EXERCISE REQUIREMENTS →
Could you give the data below again, exactly and completely?

:: DATA RECORDS ::

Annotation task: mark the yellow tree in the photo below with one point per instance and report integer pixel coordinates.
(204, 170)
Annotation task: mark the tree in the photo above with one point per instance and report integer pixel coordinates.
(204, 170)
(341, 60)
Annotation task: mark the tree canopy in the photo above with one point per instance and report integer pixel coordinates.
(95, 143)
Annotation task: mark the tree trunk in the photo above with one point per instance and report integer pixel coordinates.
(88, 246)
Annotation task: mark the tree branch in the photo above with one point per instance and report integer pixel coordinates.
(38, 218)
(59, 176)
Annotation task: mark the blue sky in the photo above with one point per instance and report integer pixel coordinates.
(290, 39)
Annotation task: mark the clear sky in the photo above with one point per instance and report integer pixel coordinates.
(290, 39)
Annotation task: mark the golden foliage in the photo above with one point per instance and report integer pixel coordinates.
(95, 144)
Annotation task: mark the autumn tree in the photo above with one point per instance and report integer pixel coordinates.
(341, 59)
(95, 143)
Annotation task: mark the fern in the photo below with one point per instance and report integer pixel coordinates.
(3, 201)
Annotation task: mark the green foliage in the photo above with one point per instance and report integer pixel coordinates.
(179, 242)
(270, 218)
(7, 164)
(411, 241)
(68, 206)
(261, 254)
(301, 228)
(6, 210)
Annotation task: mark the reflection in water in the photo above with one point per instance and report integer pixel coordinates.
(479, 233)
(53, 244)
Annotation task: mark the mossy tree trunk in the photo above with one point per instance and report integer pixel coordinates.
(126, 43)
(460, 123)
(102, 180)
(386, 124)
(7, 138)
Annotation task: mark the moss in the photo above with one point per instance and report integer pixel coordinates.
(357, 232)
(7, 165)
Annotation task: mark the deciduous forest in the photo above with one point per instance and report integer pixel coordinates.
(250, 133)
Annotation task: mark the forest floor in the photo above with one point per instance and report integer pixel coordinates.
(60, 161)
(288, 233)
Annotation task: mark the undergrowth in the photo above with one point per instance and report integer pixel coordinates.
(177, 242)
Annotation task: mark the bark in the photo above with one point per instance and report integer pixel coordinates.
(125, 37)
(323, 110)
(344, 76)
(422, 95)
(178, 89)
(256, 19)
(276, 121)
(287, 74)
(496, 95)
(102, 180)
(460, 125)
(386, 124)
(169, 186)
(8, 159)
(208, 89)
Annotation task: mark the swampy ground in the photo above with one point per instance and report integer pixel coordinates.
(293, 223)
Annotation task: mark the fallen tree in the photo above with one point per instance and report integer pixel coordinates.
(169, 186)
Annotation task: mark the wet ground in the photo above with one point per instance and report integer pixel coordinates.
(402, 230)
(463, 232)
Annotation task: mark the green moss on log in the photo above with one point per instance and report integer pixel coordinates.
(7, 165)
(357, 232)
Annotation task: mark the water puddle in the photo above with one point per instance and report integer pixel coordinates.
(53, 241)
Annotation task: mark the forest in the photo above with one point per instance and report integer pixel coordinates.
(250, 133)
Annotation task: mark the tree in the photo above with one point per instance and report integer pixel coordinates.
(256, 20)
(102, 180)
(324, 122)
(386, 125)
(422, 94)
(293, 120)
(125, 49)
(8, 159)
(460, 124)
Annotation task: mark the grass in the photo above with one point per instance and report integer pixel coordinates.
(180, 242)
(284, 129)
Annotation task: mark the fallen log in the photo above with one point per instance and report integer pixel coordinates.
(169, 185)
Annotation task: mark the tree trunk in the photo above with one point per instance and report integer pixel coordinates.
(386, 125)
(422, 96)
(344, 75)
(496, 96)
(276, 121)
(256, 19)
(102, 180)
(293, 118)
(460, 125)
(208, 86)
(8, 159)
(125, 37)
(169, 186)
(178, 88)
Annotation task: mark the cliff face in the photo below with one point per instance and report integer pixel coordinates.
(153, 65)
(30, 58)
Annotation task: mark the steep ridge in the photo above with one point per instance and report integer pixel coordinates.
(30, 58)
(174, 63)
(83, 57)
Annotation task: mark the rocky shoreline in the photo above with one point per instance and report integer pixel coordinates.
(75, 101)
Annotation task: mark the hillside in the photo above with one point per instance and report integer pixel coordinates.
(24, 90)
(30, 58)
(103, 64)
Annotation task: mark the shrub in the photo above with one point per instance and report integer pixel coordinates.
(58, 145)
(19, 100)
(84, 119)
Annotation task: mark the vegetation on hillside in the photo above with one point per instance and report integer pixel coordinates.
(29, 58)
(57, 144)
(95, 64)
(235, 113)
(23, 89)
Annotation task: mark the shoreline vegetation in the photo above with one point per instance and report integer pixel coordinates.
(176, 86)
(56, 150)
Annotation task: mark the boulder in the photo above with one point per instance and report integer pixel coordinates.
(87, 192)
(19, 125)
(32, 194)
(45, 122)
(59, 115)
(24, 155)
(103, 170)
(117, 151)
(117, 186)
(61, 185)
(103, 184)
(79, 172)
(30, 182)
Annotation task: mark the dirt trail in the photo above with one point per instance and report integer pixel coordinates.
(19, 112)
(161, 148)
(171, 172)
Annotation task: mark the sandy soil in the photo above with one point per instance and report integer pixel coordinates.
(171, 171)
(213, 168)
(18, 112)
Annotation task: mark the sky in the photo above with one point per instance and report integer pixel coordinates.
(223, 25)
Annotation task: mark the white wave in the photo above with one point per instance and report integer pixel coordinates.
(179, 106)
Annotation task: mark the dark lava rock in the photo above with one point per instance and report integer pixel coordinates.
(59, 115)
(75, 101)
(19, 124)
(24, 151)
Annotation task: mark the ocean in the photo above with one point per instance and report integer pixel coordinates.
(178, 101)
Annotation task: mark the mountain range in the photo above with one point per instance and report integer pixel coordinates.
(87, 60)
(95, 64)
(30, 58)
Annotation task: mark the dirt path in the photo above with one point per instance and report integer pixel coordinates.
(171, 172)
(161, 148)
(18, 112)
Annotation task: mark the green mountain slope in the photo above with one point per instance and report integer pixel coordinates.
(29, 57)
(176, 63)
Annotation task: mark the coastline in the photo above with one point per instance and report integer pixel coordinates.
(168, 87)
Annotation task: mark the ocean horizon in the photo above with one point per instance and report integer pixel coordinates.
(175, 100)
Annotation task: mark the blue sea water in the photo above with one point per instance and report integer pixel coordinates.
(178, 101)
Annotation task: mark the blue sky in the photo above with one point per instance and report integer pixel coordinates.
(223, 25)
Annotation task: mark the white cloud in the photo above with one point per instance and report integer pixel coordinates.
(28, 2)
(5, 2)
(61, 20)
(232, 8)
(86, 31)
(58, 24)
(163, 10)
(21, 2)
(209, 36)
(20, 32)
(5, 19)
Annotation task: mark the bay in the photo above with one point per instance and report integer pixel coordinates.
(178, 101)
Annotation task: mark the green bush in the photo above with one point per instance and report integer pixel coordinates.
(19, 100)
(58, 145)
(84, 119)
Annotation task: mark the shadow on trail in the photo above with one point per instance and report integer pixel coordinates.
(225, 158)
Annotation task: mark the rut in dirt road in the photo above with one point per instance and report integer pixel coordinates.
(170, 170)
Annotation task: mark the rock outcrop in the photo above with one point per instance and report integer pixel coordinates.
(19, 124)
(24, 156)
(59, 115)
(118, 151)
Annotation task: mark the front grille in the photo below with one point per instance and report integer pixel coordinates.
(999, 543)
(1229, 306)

:::

TASK RESPONSE →
Annotation task: mark the yellow tree in the photo below with one point per instance and report integer pixel coordinates.
(204, 170)
Annotation task: mark the tree in the photo above with one point per instance and report integer pixel coordinates.
(204, 170)
(341, 60)
Annotation task: mark the tree canopy in the photo above with one point per instance and report integer pixel coordinates.
(95, 143)
Annotation task: mark the tree trunk in the photo above with one point per instance and report integer pixel coordinates.
(88, 246)
Annotation task: mark the tree branch in the photo above with one point per instance and report integer pixel coordinates.
(38, 218)
(59, 176)
Annotation task: mark the blue sky in the photo above with one point per instance and report integer pixel coordinates.
(290, 39)
Annotation task: mark the clear sky in the photo above with one point per instance and report integer pixel coordinates.
(290, 39)
Annotation task: mark the golden foliage in the photo above with one point per instance and report integer pixel coordinates.
(95, 144)
Annotation task: mark the autumn tree in the photo above with one point per instance and report integer pixel coordinates.
(341, 59)
(95, 143)
Annotation task: mark the fern in the photo below with one point per instance and report integer pixel coordinates.
(3, 201)
Annotation task: mark the green foliage in the photo above with one point per instance and report integer pixel coordinates.
(179, 242)
(270, 218)
(7, 164)
(411, 241)
(68, 206)
(261, 254)
(301, 228)
(6, 210)
Annotation task: mark the reflection in water in the photo above with one point per instance and report integer pixel coordinates.
(479, 233)
(53, 244)
Annotation task: mark the mossy tree trunk in the photo above with one point per instance and report integer pixel coordinates.
(126, 43)
(460, 123)
(102, 180)
(386, 124)
(7, 138)
Annotation task: mark the moss in the photo above with one point per instance and report integer pixel coordinates.
(357, 232)
(7, 165)
Annotation task: mark the deciduous forest in the photo above with one point per instance and report integer pixel coordinates.
(250, 133)
Annotation task: mark the forest floor in the photo above with one point per instance and report integer pixel coordinates.
(60, 161)
(288, 233)
Annotation task: mark the undergrowth in the photo above with one point per instance and report integer pixel coordinates.
(177, 242)
Annotation task: mark the bark in the photo above with one point per instance and report integer pixel coordinates.
(125, 37)
(323, 110)
(344, 76)
(422, 95)
(178, 89)
(256, 19)
(276, 121)
(287, 74)
(496, 95)
(102, 180)
(460, 125)
(386, 124)
(169, 186)
(8, 159)
(208, 89)
Annotation task: mark the swampy ground in the photo above with one point per instance and report integer pixel coordinates.
(293, 223)
Annotation task: mark the fallen tree in the photo above with one point per instance and report integer pixel coordinates.
(169, 186)
Annotation task: mark the wet ground in the photo above with one point per instance and report integer pixel coordinates.
(402, 230)
(463, 232)
Annotation task: mark the green moss on log in the photo above with one point per instance and report integer pixel coordinates.
(7, 165)
(357, 232)
Annotation task: mark the water puddle in the photo above with one point per instance and report integer pixel coordinates.
(53, 241)
Annotation task: mark the forest in the photo above with one point per instance and report integer pixel coordinates.
(250, 133)
Annotation task: mark the tree in the photo above with one point per instance and report integer pixel coordinates.
(256, 20)
(102, 180)
(324, 122)
(386, 125)
(422, 94)
(293, 120)
(125, 49)
(8, 159)
(460, 124)
Annotation task: mark the grass in the photo above with one point per instance and report integer pixel coordinates.
(180, 242)
(284, 129)
Annotation task: mark the fallen log in the photo above with one point per instance and report integer pixel coordinates.
(169, 185)
Annotation task: mark the tree trunk in the photo above with one point per instance and report integer pixel coordinates.
(386, 125)
(422, 96)
(344, 75)
(496, 96)
(276, 121)
(256, 19)
(102, 180)
(293, 118)
(460, 125)
(208, 86)
(8, 159)
(125, 37)
(169, 186)
(178, 88)
Annotation task: mark the cliff face in the photo below with one point per instance and report integer pixel coordinates.
(153, 65)
(30, 58)
Annotation task: mark the steep ridge in the photo above with one point per instance and report integer pixel coordinates.
(30, 58)
(174, 63)
(83, 57)
Annotation task: mark the rocky shoreline in the photo above with one point per instance and report integer pixel coordinates.
(75, 101)
Annotation task: mark the hillside in the photo above with one point per instance and report integer pixel coordinates.
(24, 90)
(30, 58)
(103, 64)
Annotation task: mark the shrub in the photo above with one point per instance and report integer pixel coordinates.
(58, 145)
(19, 100)
(84, 119)
Annotation task: mark the vegetation on hillside in the photo above with one point per instance and report integer pixel coordinates.
(29, 58)
(57, 144)
(95, 64)
(235, 113)
(23, 89)
Annotation task: mark the shoreline vegetation in the photo above with one point per instance and report integer pixel coordinates.
(176, 86)
(56, 150)
Annotation task: mark the boulder in the photo above with one point per instance and report integer pixel coordinates.
(87, 192)
(19, 125)
(32, 194)
(45, 122)
(59, 115)
(24, 155)
(103, 170)
(117, 151)
(117, 186)
(61, 185)
(103, 184)
(79, 172)
(30, 182)
Annotation task: mark the dirt trail in the photo above with one point per instance and report integer pixel coordinates.
(19, 112)
(161, 148)
(171, 172)
Annotation task: mark the sandy soil in the photo above with one point per instance and report integer pixel coordinates.
(171, 171)
(213, 168)
(18, 112)
Annotation task: mark the sky in the photo above with one point per instance and report integer pixel coordinates.
(223, 25)
Annotation task: mark the white wave in the photo above with one point per instance and report integer pixel coordinates.
(179, 106)
Annotation task: mark the dark lava rock in the photo above with one point per instance and report integer pixel coordinates.
(59, 115)
(75, 101)
(19, 124)
(24, 151)
Annotation task: mark the ocean in the photo above with one point per instance and report integer pixel coordinates.
(178, 101)
Annotation task: mark the mountain range in the photo above with one point per instance and report integer pixel coordinates.
(87, 60)
(95, 64)
(30, 58)
Annotation task: mark the dirt path in the photo above with one point per instance and report integer pixel coordinates.
(171, 172)
(161, 148)
(18, 112)
Annotation task: mark the green mountain slope in the photo above with one point per instance and report integer pixel coordinates.
(29, 57)
(176, 63)
Annotation task: mark the coastline in the photo above with one point per instance and report integer pixel coordinates.
(168, 87)
Annotation task: mark the ocean horizon in the photo above with one point per instance and report integer pixel coordinates.
(175, 100)
Annotation task: mark the blue sea water in the photo above with one point per instance and report integer pixel coordinates.
(178, 101)
Annotation task: mark the blue sky in the photo above with one point per instance and report integer pixel coordinates.
(223, 25)
Annotation task: mark the white cloud in the photo above with one point per instance and report integer pixel coordinates.
(28, 2)
(5, 2)
(61, 20)
(232, 8)
(86, 31)
(58, 24)
(163, 10)
(21, 2)
(209, 36)
(20, 32)
(5, 19)
Annotation task: mark the bay in the photo above with one point per instance and report integer pixel coordinates.
(178, 101)
Annotation task: mark the green bush in the photo above with one point per instance and report integer pixel coordinates.
(19, 100)
(58, 145)
(84, 119)
Annotation task: mark the shadow on trail in the photo above with one point per instance and report integer pixel coordinates.
(225, 158)
Annotation task: mark the rut in dirt road in the photo above with one point per instance and report integer pixel coordinates.
(170, 170)
Annotation task: mark the rock outcrop in the photo above with one point per instance and report integer pixel coordinates.
(19, 124)
(24, 156)
(59, 115)
(118, 151)
Annotation task: mark the front grille in the photo below with one point per instance and report integer pixel coordinates.
(999, 543)
(1229, 306)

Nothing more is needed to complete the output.